## Exercise goal
Nothing in the records should be altered; retype them all exactly.

## Extracted information
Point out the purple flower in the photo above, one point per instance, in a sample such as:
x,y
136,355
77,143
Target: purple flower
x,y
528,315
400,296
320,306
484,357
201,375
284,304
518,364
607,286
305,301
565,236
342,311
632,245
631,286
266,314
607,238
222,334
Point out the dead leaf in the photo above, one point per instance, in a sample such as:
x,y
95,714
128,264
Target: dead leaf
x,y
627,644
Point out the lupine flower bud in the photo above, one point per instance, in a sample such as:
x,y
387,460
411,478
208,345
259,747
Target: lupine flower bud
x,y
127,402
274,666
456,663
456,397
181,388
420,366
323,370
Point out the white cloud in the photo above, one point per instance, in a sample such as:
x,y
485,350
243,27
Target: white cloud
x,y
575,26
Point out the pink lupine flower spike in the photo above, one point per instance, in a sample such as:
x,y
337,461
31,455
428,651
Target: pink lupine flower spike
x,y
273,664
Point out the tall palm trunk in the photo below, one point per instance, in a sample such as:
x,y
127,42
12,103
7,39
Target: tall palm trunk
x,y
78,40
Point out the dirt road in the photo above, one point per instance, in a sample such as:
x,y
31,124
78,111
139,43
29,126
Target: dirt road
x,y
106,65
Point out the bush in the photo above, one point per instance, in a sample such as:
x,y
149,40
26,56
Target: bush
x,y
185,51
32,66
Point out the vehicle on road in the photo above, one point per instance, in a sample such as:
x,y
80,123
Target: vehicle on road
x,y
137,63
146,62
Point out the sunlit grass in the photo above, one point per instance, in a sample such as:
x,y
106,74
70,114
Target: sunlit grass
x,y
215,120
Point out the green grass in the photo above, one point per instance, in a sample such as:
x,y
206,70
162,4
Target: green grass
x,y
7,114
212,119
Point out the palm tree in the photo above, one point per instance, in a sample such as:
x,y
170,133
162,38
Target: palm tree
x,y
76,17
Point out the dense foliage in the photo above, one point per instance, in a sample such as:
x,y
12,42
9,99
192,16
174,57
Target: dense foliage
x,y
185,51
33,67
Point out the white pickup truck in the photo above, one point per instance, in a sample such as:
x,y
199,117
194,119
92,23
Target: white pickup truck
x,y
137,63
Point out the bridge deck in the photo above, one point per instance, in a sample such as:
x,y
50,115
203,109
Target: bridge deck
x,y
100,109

## Result below
Point out the purple flower in the photo above, one point per instance, in a sample such as:
x,y
136,355
77,143
Target: purple flower
x,y
528,315
400,296
320,306
484,357
201,375
284,304
518,364
607,286
305,301
565,236
342,311
632,245
631,286
266,314
607,238
222,334
Point out the dead leaf in the photo above, one point per instance, in a sample such as:
x,y
95,714
128,264
Target: dead leaf
x,y
627,644
Point out the lupine flower bud in the photo above, one point per instance, in a sample such as:
x,y
387,460
411,478
208,345
259,747
Target: lupine flower bud
x,y
127,402
274,666
456,663
456,397
181,388
420,366
323,370
Point out the white cloud in the photo above, one point per instance, in a sample such as:
x,y
485,350
243,27
Target: white cloud
x,y
575,26
Point out the pink lupine flower spike in the photo above, one point per instance, in a sample such as:
x,y
337,461
31,455
428,651
Target: pink lupine flower spike
x,y
273,664
Point out the tall palm trunk in the photo below, one point per instance, in a sample such as:
x,y
127,42
12,103
7,39
Target: tall palm trunk
x,y
78,40
Point out the dirt road in the photo above, one point per instance, in a sample such as:
x,y
31,124
78,111
139,43
29,126
Target: dirt road
x,y
106,65
Point out the bush in the photo above, one point per instance, in a sample such as:
x,y
149,40
26,56
Target: bush
x,y
185,51
32,66
Point out the vehicle on road in the photo above, one point per instance, in a sample such as:
x,y
80,123
Target: vehicle on road
x,y
137,63
146,62
Point out the sunlit grass in the photo above, one point per instance, in a sample such as:
x,y
106,74
70,114
Target: sunlit grass
x,y
215,120
Point out the green grass in the photo above, one point per instance, in a sample such as:
x,y
206,70
162,4
Target: green grass
x,y
7,114
212,119
Point out the palm tree in the photo above, one point per instance, in a sample such as:
x,y
170,133
162,38
Target: palm tree
x,y
76,17
Point out the dense foliage in the photo above, one point per instance, in a sample such as:
x,y
12,42
9,99
192,16
174,57
Target: dense foliage
x,y
185,51
33,67
Point out the white pickup truck in the photo above, one point per instance, in a sample such as:
x,y
199,117
194,119
92,23
Target: white pickup truck
x,y
137,63
Point out the bridge deck in the photo above, one point per instance, in a sample such as:
x,y
50,115
203,109
Target: bridge deck
x,y
100,109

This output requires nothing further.